WORK TO BE COMPLETED. Every record shown below is to be output exactly.

* * * * *

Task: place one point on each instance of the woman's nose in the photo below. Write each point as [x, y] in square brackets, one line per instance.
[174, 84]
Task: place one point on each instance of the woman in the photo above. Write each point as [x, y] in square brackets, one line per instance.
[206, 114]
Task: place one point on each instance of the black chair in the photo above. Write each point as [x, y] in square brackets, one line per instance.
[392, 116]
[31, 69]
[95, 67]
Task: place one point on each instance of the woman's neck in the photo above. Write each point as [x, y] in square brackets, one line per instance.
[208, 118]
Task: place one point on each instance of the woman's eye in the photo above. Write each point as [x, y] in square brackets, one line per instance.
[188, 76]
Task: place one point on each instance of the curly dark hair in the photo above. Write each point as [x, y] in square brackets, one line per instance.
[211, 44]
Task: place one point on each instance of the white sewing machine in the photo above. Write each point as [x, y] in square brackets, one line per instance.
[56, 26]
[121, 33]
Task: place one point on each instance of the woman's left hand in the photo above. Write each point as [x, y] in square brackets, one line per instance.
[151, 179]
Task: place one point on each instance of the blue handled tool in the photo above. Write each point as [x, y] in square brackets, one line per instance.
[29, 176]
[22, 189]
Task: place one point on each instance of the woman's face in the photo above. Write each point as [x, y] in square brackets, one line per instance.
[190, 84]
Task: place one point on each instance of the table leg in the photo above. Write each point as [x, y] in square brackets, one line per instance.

* * * * *

OUTPUT OF THE EXERCISE.
Task: place one point on each instance of the woman's nose in the photo below. Write each point as [x, y] in square brackets, one line per instance.
[174, 84]
Task: place one point on each instance of the woman in the photo above. Write each point as [x, y] in square brackets, one line per instance.
[206, 114]
Task: place one point on each instance of the black chair in the photo above. Write each point as [x, y] in square brackets, one line per instance.
[392, 116]
[31, 69]
[95, 67]
Task: place one point on each instance of the woman's neck in the photo above. Write each point as [x, y] in square brackets, one line per instance.
[208, 118]
Task: place one point on each instance of the woman's eye in the photo above. Write each point as [x, y] in square brackets, one line per instance.
[188, 76]
Task: place one point on each instance of the curly dark hair in the photo above. Write each point as [x, y] in square brackets, one line per instance.
[211, 44]
Task: place one point on each instance of the white sewing machine in the photo above. Write each point as [x, y] in square brackets, one line per instance.
[56, 26]
[121, 33]
Task: place one point on each instance of the woman's left hand in the photo above. Write each point as [x, y] in square brackets, one line per instance.
[151, 179]
Task: place one point on each instance of the blue handled tool in the photo above. Write each point as [x, y] in square brackets, one line per instance.
[29, 176]
[22, 189]
Task: place one point on each instance of the woman's face in the photo above. Write each point as [x, y] in square brackets, one line per instance.
[190, 84]
Task: place one point on each instance of the table leg in the photo above. Write each point as [x, y] in square brackets, one line per instance.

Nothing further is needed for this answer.